READING TEXT:
This means allowing GPs, rural clinics and pharmacies to get as many vaccines as they ask for, to allow them to distribute as they see fit. They’re good at this. They do it every year for flu. They’ll figure out how to do it for Covid, and they’ll reach large parts of the country that the health department won’t.

And the fear that this will favour those who have private medical insurance (about 16-18% of the population) or the better-resourced, is misplaced, for health facilities in rural and less-resourced urban settings should get unbarred access too.

We should make sure every care home and every homeless shelter can readily get vaccines (plus an appropriately qualified health worker or two to administer them).

We should let public and private clinics run their vaccine programmes as they see fit – just make sure they get the vaccines.

We should set up vaccine desks at the front of the queue for those collecting old-age and disability grants (though care should be taken for those who have to travel far, because some people do experience rough side-effects for a day or so).

In townships, we should send health department vans door-to-door to offer vaccines to all adults.

We should set up vaccine desks at taxi ranks, even shopping malls.

In a few days, prisons could probably vaccinate about 180,000 people (including prisoners and staff); give them vaccines now.

Logistically, the Johnson & Johnson single-shot vaccine is a lot easier. We should try to ensure that institutions with less capacity or more vulnerable patients get them.

Natural-language object grounding listing
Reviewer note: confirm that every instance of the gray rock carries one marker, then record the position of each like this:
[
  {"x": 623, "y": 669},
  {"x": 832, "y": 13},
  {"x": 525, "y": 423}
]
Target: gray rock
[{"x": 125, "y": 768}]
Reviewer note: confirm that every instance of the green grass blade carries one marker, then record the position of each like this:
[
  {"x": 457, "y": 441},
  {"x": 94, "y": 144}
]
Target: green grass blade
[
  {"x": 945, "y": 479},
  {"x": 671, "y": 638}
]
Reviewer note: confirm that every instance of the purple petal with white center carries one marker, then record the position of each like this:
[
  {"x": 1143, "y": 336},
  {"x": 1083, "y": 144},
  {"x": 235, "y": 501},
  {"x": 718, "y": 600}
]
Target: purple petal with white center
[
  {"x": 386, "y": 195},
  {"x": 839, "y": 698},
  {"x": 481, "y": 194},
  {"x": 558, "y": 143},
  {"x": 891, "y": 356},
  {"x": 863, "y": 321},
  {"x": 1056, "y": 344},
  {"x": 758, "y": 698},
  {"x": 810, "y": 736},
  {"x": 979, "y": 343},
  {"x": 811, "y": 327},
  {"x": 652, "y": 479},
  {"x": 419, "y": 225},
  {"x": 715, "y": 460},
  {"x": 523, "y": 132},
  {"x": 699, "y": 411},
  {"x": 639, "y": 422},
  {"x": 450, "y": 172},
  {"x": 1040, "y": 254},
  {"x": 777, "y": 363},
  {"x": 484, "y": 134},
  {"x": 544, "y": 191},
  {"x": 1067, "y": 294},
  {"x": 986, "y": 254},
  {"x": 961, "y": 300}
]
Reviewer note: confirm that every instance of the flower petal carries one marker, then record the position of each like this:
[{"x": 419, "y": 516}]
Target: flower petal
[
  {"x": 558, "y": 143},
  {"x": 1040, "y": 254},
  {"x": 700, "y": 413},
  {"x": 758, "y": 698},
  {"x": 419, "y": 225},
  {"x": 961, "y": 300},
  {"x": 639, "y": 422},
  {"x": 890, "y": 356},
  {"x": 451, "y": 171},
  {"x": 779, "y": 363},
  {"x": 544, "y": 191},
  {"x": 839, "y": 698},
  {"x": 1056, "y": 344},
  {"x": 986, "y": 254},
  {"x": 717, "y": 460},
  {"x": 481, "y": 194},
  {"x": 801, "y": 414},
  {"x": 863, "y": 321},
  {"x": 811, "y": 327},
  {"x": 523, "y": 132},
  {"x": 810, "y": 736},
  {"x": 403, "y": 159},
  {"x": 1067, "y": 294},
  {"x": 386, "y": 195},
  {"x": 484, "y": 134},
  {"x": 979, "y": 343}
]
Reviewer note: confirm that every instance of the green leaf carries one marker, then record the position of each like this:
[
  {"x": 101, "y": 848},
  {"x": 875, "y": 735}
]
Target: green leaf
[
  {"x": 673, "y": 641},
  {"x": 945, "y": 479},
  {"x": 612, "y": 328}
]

WORK REQUEST: From the vaccine rollout text above, extract the passage starting at "Logistically, the Johnson" and ending at "patients get them.", copied word for word.

ANSWER BOX:
Logistically, the Johnson & Johnson single-shot vaccine is a lot easier. We should try to ensure that institutions with less capacity or more vulnerable patients get them.